### Activity
Nothing should be left out. Transcribe the entries exactly as written.

[Natural-language object grounding data]
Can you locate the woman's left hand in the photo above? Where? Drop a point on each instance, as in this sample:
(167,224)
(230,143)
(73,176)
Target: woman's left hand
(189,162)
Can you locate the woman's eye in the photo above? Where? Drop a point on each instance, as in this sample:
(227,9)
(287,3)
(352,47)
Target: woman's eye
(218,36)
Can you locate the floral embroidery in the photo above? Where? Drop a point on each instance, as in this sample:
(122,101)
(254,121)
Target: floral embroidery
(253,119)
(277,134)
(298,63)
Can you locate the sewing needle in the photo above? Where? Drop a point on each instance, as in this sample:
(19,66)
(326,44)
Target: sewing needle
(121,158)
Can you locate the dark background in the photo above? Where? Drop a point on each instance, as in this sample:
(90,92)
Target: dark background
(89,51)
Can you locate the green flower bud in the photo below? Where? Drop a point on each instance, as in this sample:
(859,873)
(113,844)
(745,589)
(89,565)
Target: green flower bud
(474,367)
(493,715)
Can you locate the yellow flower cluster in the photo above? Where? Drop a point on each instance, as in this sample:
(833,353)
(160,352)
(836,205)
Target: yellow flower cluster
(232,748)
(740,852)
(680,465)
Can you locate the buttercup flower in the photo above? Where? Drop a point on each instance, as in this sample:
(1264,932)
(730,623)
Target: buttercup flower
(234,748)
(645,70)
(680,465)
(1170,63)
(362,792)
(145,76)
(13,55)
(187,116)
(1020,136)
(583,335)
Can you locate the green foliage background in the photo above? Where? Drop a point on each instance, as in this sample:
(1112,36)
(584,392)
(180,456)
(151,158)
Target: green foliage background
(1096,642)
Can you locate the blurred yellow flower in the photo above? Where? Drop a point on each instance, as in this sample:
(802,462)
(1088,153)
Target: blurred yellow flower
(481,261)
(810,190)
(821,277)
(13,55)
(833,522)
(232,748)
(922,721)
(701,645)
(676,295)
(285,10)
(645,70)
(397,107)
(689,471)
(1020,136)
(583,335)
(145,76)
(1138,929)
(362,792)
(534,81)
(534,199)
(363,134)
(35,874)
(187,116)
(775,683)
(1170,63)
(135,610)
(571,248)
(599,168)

### Result of this exercise
Can you locate the woman's left hand in the photo above? Where? Drop a point on each instance, as in this sample:
(167,224)
(230,143)
(73,176)
Target: woman's left hand
(189,162)
Can you locate the woman's eye in the photo above? Where? Drop a point on each instance, as in this sample:
(227,9)
(287,3)
(352,47)
Target: woman's eye
(218,36)
Can you locate the floral embroidery in the photo above? Where? Drop a point on each instance, as in this sample:
(122,101)
(254,121)
Target: floral embroidery
(253,119)
(277,134)
(298,63)
Can you locate the sewing needle in the photo above? Where? Drop a point on each instance, as in this sample:
(19,66)
(326,44)
Target: sewing needle
(121,158)
Can you locate the dark background in the photo above? Where? Drop a point on each instance, as in this sample:
(90,92)
Target: dark background
(89,51)
Can you locate the green flower bud in the photo below? Where? Drop a point on each instance, as in this sample:
(859,873)
(113,844)
(745,589)
(89,565)
Target: green flower bud
(474,367)
(493,715)
Can you locate the yellow flower cluster in the photo above? Where? Drop a point on each instance, as in this sample:
(833,353)
(160,352)
(836,205)
Target: yellow flower cluster
(232,748)
(740,852)
(680,465)
Can you locate the buttercup flower in the photo above? Where? Drop a point on each instance, as in this sample:
(1264,932)
(730,623)
Target: buttercup flower
(234,748)
(645,70)
(680,465)
(1170,63)
(362,792)
(145,76)
(13,55)
(187,116)
(1020,136)
(583,335)
Can you locate the green foliage background in the photo above? Where? Drop a point on each instance, as in this sample:
(1112,36)
(584,392)
(180,456)
(151,158)
Target: green foliage background
(1096,642)
Can you locate the blurred yellow flower in the photo above? Where? Drop a point on each instance, as in this sample:
(802,462)
(1088,153)
Target: blurred yellow flower
(481,261)
(810,190)
(821,277)
(13,55)
(833,522)
(232,748)
(922,721)
(701,645)
(676,295)
(285,10)
(645,70)
(397,107)
(689,471)
(1020,136)
(583,335)
(145,76)
(1138,929)
(362,792)
(534,81)
(534,199)
(363,134)
(35,874)
(187,116)
(775,683)
(1170,63)
(135,610)
(571,248)
(599,168)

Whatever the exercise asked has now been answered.